→ **Brief**:
Would you set down the complete data below, exactly as shown?

→ **Dataset**:
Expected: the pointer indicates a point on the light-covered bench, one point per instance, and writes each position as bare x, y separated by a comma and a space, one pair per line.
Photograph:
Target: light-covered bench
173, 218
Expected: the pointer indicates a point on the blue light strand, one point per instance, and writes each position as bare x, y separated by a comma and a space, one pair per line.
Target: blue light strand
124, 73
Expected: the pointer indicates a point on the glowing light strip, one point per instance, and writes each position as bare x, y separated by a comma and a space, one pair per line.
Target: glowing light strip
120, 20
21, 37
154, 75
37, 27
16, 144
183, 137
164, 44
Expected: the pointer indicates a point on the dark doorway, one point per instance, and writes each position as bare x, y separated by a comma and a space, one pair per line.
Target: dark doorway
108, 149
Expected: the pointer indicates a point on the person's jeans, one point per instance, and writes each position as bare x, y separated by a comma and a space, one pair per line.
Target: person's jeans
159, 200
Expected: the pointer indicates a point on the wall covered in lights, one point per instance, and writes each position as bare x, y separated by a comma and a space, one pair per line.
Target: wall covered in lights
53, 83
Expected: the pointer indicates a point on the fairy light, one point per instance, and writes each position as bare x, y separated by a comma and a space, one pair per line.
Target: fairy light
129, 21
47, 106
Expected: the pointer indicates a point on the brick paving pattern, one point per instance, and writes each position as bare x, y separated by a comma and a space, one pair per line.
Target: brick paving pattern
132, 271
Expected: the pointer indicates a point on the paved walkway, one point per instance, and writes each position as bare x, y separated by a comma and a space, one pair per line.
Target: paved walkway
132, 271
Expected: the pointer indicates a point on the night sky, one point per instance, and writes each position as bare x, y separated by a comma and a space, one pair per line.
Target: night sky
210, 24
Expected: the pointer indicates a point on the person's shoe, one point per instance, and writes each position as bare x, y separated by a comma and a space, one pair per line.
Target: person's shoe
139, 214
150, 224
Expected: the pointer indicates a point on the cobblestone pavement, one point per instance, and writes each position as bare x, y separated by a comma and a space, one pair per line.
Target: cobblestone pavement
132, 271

→ **Solution**:
Expected: the pointer indicates a point on the light-covered bench, one point per instance, and writes each position as bare x, y separated by a comma and a space, one pair per line.
Photograph:
Target: light-covered bench
173, 218
Expected: the pointer indicates a point on the blue light strand, one point per instance, and writes each position as bare x, y separated by a comma and a space, one pair per line.
Target: blue light strand
124, 73
Expected: the pointer indicates a point on the glowing light strip, one point per instance, and writes each position as bare x, y separated by a comma and a space, one pair per line.
Target: glowing light strip
120, 20
21, 37
154, 75
37, 27
16, 144
183, 137
164, 44
Expected: the pointer indicates a point on the dark doorway, one point per instance, and writes each position as bare x, y separated by a comma and a space, one pair per line.
Target: dark doorway
108, 149
Expected: the pointer indicates a point on the person's jeans, one point per instance, and writes each position as bare x, y separated by a comma and a space, one pair per line.
Target: person's jeans
159, 200
Expected: the pointer indicates a point on the wall covered in lights, one point per instance, and writes each position as bare x, y separated by a comma and a space, one pair per line.
Target: wall covered in lights
53, 83
Expected: the pointer indicates a point on the fairy light, one point per instance, and writes each position as bare x, y separated by a comma and a space, one pair per line.
Target: fairy light
129, 21
47, 106
Expected: the pointer indicates a point on the brick paving pattern, one point per instance, and writes each position as bare x, y separated by a comma and a space, one pair per line.
Target: brick paving pattern
132, 271
Expected: the pointer indicates a point on the paved walkway, one point per instance, and writes each position as bare x, y separated by a comma and a space, one pair per line.
Target: paved walkway
132, 271
Expected: the pointer indicates a point on the night sky, one point per instance, and writes each position as bare x, y separated by a comma and a space, one pair per line.
Target: night sky
210, 24
Expected: the pointer indicates a point on the person's shoe, one point per instance, and writes each position as bare x, y separated by a comma and a space, one pair per line.
Target: person's shoe
139, 214
150, 224
Expected: the pointer indicates a point on the cobblestone pavement, one point per instance, and writes each position as bare x, y separated by a comma and a space, one pair per line.
Target: cobblestone pavement
132, 271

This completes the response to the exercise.